→ TASK REQUIREMENTS
Pick out and copy every line of the material below that contains the word "blue".

→ GIVEN DATA
— START —
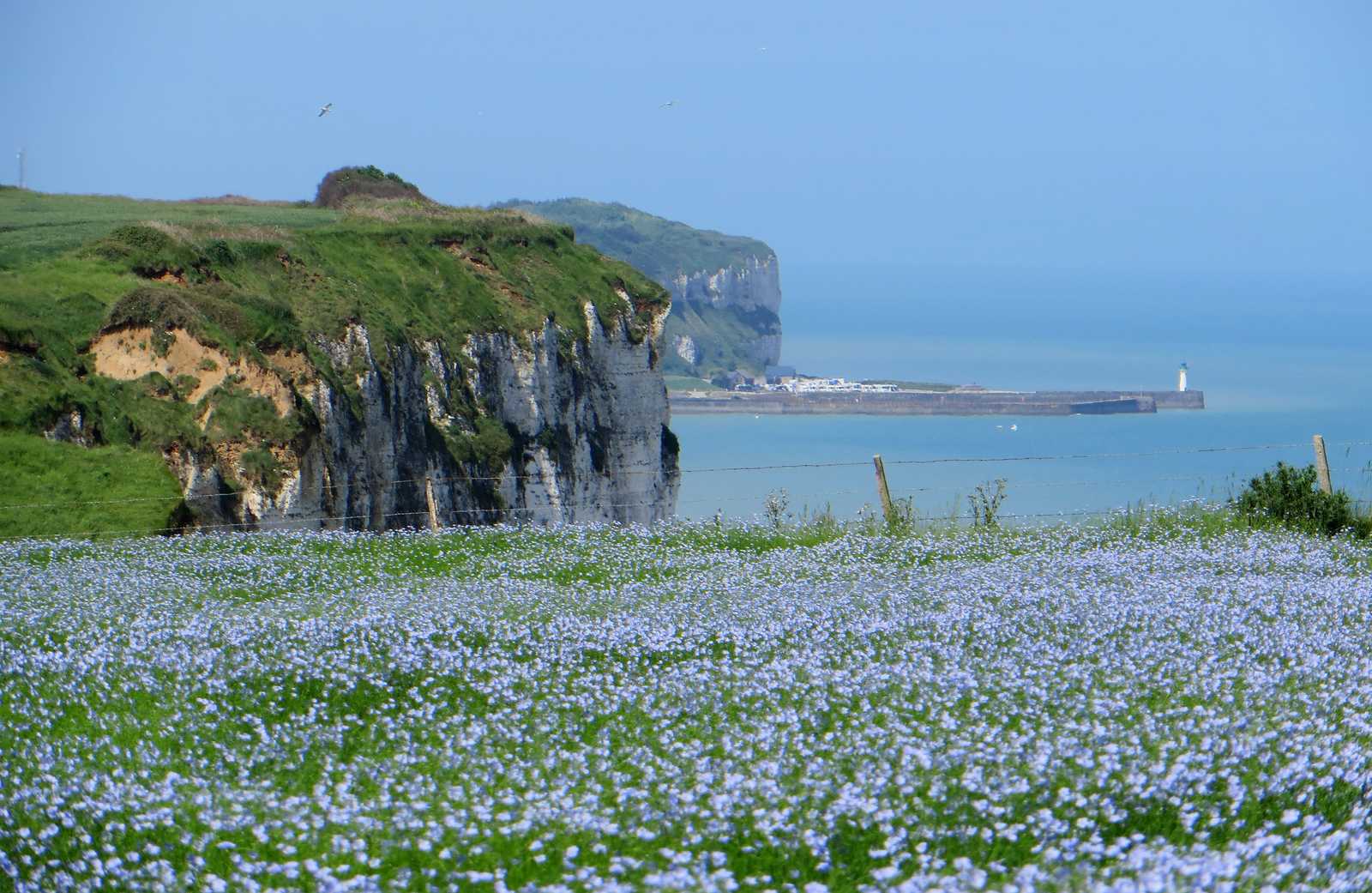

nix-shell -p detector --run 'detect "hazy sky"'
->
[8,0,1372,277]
— END —
— START —
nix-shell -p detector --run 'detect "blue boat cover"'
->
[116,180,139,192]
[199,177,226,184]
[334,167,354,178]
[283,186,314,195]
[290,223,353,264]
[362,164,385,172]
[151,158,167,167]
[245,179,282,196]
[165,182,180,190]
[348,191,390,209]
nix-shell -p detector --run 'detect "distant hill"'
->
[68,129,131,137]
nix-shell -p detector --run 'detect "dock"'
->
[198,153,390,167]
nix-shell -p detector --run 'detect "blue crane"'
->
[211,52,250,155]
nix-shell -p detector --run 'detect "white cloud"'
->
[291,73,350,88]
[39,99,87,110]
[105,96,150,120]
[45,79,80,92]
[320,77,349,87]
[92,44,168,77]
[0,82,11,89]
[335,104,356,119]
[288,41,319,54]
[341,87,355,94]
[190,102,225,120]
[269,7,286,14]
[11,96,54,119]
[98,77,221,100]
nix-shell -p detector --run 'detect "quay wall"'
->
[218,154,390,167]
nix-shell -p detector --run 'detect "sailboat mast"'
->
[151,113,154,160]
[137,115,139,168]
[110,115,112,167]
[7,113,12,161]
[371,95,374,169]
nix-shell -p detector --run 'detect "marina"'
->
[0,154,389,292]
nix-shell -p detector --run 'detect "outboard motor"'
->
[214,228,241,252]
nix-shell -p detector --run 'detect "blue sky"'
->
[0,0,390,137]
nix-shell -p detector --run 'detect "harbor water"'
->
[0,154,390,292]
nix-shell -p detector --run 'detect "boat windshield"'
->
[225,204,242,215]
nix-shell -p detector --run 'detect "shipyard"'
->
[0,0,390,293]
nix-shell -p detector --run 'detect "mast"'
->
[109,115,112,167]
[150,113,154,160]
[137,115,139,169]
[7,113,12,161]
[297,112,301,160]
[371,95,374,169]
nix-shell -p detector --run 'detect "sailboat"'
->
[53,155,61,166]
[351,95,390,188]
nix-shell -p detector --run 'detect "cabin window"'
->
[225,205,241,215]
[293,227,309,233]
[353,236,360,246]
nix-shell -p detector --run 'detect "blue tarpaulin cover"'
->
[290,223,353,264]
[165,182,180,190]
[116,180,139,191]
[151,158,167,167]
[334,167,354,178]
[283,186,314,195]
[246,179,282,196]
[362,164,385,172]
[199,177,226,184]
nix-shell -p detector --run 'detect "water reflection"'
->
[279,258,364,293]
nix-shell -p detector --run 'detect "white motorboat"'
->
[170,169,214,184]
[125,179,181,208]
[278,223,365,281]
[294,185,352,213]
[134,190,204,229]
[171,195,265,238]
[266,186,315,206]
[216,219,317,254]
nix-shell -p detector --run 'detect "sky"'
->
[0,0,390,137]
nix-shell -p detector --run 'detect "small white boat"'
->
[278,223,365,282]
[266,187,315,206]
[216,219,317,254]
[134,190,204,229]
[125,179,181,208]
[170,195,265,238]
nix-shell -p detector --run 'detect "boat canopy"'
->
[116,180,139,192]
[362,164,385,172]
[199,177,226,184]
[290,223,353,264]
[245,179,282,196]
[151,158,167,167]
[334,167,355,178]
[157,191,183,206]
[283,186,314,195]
— END —
— START —
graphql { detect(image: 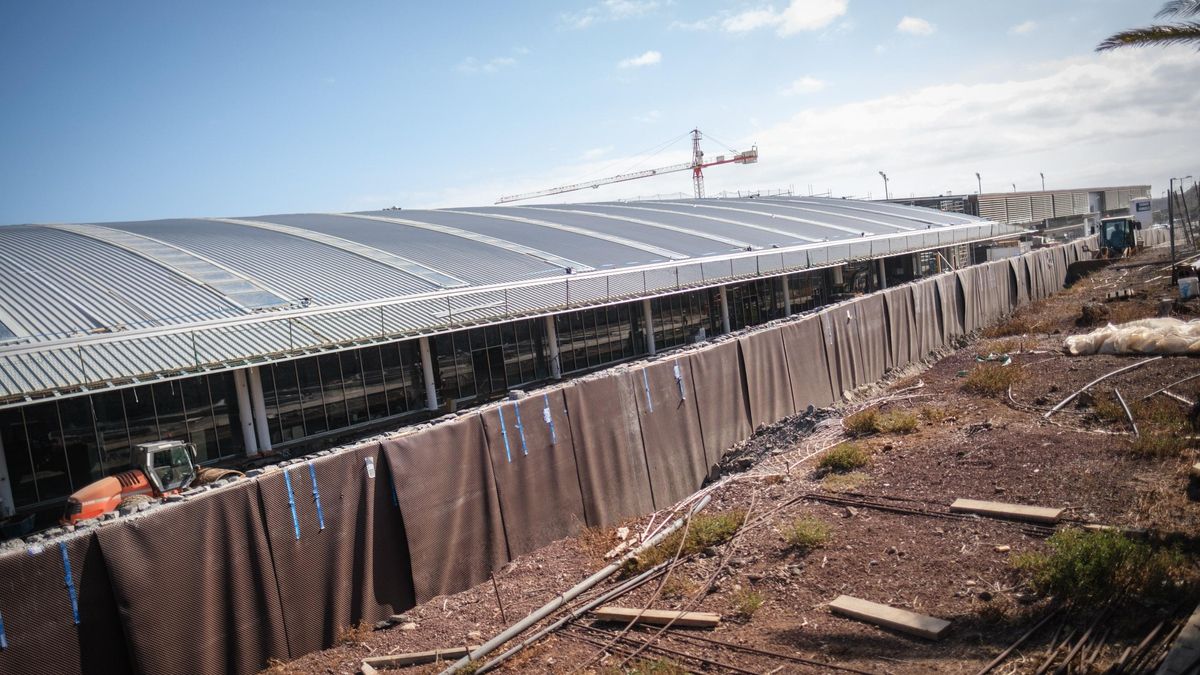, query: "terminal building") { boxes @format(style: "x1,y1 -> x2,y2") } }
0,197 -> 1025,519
— END —
→ SOLUTION
nix-shell -p detector --run 'detect "blue boat cover"'
nix-shell -p detector --run 'detect "blue crane"'
nix-shell -p detector --run 'detect "blue sky"'
nix-shell -p detector --run 'detect "blue tarpaulin cover"'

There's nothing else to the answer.